══ PASSAGE SHOWN ══

The Famous Five is the collective term for Hibernian's forward line of Gordon Smith, Bobby Johnstone, Lawrie Reilly, Eddie Turnbull and Willie Ormond. The north stand at Easter Road was named in their honour when it was rebuilt in 1995. All five players have been inducted into the Scottish Football Hall of Fame.

The first time that the Famous Five all started together in a competitive match was on 15 October 1949 versus Queen of the South at Easter Road. The Edinburgh club won the match 2–0. The first time they ever played together however, was in a pre-season friendly match against Nithsdale Wanderers at Sanquhar, when they won 7-2. The last match all five players started together was against Clyde at Easter Road on 29 January 1955. Despite Ormond and Reilly getting both on the scoresheet, the visitors won the match 3–2.

Most or all of the players featured significantly as Hibs won league championships in 1948, 1951 and 1952 – a remarkable achievement given that the club has only won one other championship, in 1903. Hibs also finished second to Rangers in 1953 on goal average and second to Rangers by a point in 1950. The team was less successful in cup competitions, however. Their only Scottish Cup Final appearance in this period was in 1947, where they lost 2-1 to Dave Halliday's Aberdeen. Hibs reached the final of the Coronation Cup in 1953 by winning against Newcastle United and Tottenham Hotspur, but lost 2–0 to Celtic in the final despite dominating play.

═══
══ MATERIAL PROVIDED ══

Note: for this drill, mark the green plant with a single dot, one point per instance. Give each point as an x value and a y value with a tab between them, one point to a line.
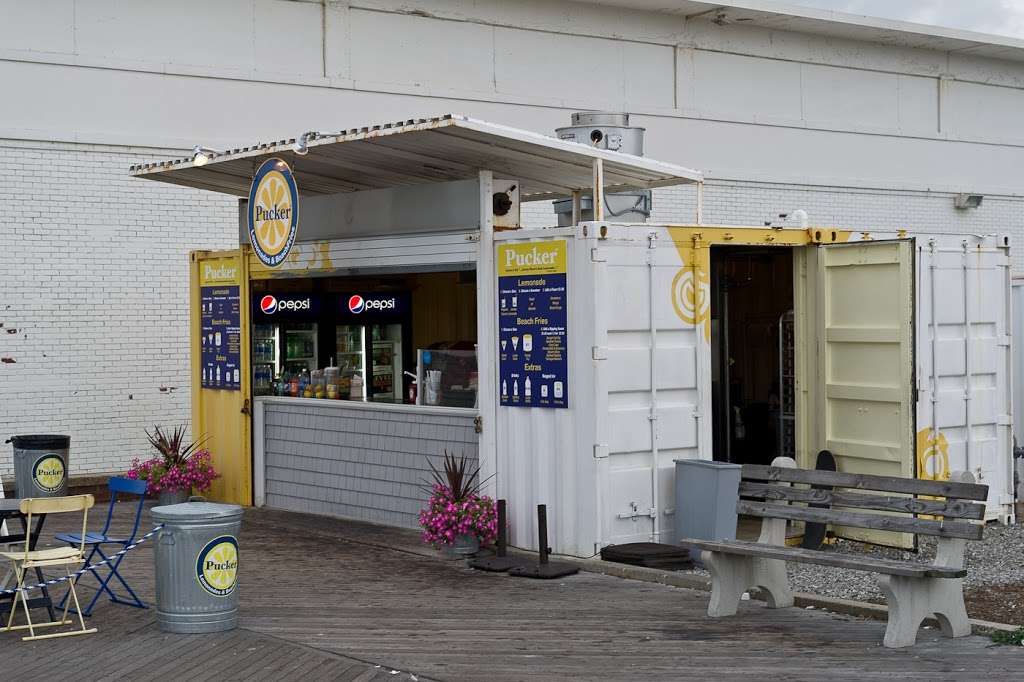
1016	637
173	446
459	476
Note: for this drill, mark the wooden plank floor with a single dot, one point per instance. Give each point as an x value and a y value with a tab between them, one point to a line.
318	602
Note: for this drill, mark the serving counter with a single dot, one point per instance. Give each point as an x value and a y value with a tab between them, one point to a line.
367	461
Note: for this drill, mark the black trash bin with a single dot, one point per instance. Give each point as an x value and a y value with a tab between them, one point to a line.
41	465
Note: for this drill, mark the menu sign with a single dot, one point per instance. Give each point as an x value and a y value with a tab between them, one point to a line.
221	342
531	323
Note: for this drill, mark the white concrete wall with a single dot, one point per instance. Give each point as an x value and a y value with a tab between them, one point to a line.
858	134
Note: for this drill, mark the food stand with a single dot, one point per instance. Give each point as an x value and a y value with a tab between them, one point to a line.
576	363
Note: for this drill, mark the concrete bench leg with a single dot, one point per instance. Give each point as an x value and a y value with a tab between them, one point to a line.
913	599
732	576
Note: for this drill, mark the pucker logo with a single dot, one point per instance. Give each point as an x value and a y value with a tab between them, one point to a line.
273	212
217	565
48	472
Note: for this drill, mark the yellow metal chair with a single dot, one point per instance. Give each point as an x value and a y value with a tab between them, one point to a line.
71	558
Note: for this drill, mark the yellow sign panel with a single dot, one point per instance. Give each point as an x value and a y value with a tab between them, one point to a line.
531	258
48	473
219	271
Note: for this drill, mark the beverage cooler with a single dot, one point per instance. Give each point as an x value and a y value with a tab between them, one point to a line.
284	339
373	332
348	346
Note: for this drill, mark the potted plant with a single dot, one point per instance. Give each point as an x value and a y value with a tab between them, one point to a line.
181	467
457	517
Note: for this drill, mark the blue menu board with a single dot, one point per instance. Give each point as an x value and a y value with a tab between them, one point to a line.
531	323
221	342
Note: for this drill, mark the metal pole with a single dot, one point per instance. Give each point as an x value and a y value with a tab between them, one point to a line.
502	528
542	531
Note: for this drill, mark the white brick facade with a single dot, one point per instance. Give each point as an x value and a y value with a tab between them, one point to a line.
868	133
94	298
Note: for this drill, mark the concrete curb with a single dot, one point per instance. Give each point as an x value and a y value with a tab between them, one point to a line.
802	600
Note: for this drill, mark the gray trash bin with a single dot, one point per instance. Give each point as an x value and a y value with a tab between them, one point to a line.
706	501
41	465
197	566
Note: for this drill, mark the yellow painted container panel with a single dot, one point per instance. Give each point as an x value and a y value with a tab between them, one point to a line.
222	417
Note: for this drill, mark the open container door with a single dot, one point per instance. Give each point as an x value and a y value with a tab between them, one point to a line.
860	379
220	374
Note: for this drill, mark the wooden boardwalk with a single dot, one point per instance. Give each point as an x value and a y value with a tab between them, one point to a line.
321	603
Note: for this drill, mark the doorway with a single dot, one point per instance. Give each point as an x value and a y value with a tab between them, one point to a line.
753	367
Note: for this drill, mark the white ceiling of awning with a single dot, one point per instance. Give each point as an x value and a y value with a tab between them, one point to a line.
417	152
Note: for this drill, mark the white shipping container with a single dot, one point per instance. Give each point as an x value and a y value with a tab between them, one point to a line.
899	365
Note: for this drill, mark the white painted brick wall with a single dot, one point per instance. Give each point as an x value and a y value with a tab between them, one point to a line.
94	301
95	284
736	203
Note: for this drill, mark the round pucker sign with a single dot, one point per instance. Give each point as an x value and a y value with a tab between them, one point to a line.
273	212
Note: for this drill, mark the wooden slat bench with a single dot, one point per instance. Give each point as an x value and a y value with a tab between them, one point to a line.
914	591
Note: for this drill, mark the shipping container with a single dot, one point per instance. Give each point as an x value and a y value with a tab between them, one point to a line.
891	350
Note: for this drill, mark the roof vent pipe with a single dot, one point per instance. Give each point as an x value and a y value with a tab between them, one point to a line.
611	131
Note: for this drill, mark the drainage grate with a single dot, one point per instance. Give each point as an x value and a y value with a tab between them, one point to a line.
651	555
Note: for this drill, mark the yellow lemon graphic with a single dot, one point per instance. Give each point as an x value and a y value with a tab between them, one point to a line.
933	455
48	473
690	295
217	565
271	214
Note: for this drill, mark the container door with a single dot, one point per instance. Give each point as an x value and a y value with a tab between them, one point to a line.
861	376
220	369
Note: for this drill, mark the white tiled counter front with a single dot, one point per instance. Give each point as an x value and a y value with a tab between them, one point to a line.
354	460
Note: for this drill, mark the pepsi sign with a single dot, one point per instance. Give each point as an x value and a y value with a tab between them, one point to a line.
287	305
374	304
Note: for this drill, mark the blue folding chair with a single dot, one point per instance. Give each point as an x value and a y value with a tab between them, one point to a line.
117	485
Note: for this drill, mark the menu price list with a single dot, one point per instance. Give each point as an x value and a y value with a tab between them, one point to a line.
534	365
221	342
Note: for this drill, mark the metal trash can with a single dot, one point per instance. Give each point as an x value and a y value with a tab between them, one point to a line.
197	566
706	501
41	465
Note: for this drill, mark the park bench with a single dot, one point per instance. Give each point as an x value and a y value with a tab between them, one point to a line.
914	591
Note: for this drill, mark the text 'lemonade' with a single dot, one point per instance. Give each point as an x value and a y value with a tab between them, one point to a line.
273	212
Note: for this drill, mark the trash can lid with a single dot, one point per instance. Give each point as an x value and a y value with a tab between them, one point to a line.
195	511
708	464
41	441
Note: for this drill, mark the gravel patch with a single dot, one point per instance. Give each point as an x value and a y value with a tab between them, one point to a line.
996	559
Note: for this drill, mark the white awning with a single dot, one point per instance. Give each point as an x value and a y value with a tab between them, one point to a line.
417	152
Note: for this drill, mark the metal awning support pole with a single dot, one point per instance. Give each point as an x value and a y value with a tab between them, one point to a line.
486	282
699	202
598	189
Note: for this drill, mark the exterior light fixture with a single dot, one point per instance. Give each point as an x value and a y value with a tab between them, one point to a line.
202	155
300	147
300	144
966	201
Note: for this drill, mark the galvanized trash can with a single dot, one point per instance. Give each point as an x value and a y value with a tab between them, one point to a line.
198	566
41	465
706	501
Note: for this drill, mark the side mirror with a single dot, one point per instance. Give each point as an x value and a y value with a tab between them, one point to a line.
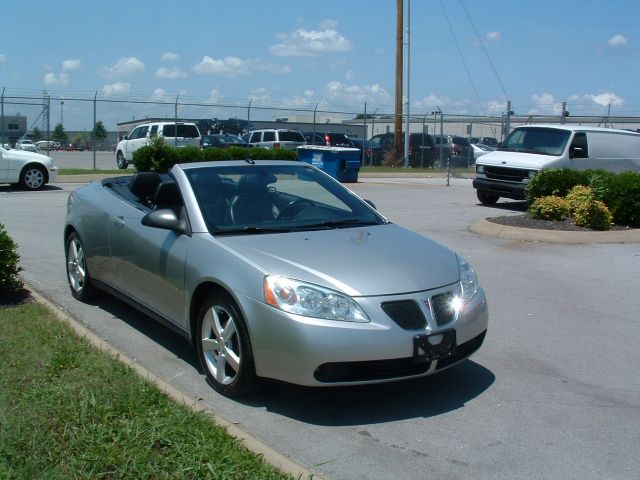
166	219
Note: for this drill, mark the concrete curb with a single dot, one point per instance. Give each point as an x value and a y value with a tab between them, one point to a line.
490	229
271	456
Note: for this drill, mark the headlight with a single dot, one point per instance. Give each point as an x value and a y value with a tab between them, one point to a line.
468	280
310	300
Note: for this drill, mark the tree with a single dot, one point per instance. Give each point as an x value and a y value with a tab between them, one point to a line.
99	132
59	135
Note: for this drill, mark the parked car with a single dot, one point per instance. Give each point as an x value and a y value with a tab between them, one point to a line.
47	145
175	134
373	154
26	145
273	269
275	138
31	171
506	172
328	139
422	151
223	140
489	141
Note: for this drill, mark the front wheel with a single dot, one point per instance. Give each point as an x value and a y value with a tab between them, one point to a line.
224	348
33	177
77	272
487	198
122	163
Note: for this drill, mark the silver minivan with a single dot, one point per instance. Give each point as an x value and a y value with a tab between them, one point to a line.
275	138
506	172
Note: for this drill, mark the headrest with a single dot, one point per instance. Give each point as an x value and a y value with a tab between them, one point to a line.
144	184
167	193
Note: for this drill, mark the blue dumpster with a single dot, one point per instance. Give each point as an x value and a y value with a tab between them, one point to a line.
341	163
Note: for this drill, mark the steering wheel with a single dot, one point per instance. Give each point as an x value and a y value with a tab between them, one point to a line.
287	210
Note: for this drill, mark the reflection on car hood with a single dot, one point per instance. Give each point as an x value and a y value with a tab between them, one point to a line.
364	261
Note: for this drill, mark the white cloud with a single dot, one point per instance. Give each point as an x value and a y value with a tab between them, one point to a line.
545	104
116	88
492	37
303	42
602	99
617	41
340	93
170	73
71	65
228	66
123	68
170	57
53	79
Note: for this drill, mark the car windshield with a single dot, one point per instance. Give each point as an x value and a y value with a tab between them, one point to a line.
250	199
545	141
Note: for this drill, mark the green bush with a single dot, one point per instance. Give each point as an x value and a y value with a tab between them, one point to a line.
592	214
579	196
160	157
554	181
551	207
9	280
624	199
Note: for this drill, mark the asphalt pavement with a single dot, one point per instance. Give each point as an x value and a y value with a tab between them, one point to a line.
553	393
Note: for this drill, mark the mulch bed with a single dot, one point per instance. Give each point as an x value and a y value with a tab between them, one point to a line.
525	221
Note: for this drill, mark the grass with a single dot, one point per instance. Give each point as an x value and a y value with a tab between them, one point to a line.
68	410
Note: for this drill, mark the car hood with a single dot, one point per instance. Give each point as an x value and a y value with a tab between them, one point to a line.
532	161
365	261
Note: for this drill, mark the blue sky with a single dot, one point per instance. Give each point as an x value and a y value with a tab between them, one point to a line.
338	54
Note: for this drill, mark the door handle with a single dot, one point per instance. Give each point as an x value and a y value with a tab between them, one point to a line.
118	221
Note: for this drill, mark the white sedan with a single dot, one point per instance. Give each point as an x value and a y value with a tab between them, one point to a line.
31	171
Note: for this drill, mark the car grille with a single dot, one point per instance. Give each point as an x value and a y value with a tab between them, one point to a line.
443	311
505	173
386	369
406	313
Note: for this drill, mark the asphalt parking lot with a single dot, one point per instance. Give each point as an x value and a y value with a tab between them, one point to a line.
553	393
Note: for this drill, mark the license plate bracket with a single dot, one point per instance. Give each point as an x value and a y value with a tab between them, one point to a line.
427	348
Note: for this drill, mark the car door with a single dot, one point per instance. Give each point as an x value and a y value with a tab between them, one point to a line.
148	263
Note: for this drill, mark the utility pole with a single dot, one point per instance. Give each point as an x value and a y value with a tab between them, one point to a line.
397	130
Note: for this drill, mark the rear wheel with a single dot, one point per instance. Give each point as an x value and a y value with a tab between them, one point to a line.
487	198
77	272
33	177
122	163
224	348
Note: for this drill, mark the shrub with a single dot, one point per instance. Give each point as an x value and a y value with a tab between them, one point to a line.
578	196
592	214
551	207
160	157
9	280
624	199
554	181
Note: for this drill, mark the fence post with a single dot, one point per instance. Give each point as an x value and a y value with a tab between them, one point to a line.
94	129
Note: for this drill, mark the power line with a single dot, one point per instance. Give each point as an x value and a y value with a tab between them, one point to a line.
484	49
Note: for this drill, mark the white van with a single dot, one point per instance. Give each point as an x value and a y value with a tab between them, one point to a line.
175	134
506	171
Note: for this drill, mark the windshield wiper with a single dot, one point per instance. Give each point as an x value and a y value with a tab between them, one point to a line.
251	230
350	222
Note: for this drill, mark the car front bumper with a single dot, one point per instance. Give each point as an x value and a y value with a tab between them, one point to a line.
314	352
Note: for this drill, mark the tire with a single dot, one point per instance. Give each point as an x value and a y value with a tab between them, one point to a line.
33	177
224	347
77	272
487	198
122	163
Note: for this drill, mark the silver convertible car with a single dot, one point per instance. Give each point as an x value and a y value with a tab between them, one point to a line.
273	269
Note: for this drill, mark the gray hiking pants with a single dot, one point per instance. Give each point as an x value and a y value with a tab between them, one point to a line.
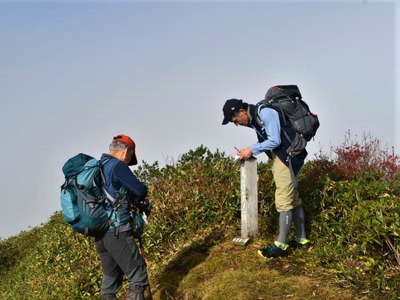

═══

● **REQUIRED TASKS**
a – Reproduce the portion of the passage on the Famous Five starting at "The first time that" and ending at "the match 3–2.".
b – According to the passage on the Famous Five, against which club did all five players start together for the last time?
c – Extend the passage on the Famous Five by writing what comes next, beginning after its final sentence.
The rows come from a separate source and are unrelated to the passage on the Famous Five.

● **OUTPUTS BY TASK**
a –
The first time that the Famous Five all started together in a competitive match was on 15 October 1949 versus Queen of the South at Easter Road. The Edinburgh club won the match 2–0. The first time they ever played together however, was in a pre-season friendly match against Nithsdale Wanderers at Sanquhar, when they won 7-2. The last match all five players started together was against Clyde at Easter Road on 29 January 1955. Despite Ormond and Reilly getting both on the scoresheet, the visitors won the match 3–2.

b – Clyde, at Easter Road on 29 January 1955.

c –
It was due to this successful period that Hibs played in the inaugural European Cup in the 1955–56 season, even though the club had only finished in 5th place in 1955, 15 points behind champions Aberdeen. The club reached the semi-finals of the European Cup, losing to Stade Reims.

The forward line was never picked as a whole unit for a Scottish international side. Four of the players appeared in a Scottish League XI game in October 1952, with Turnbull replaced by Dundee player Billy Steel. Reilly scored four of the five Scotland goals.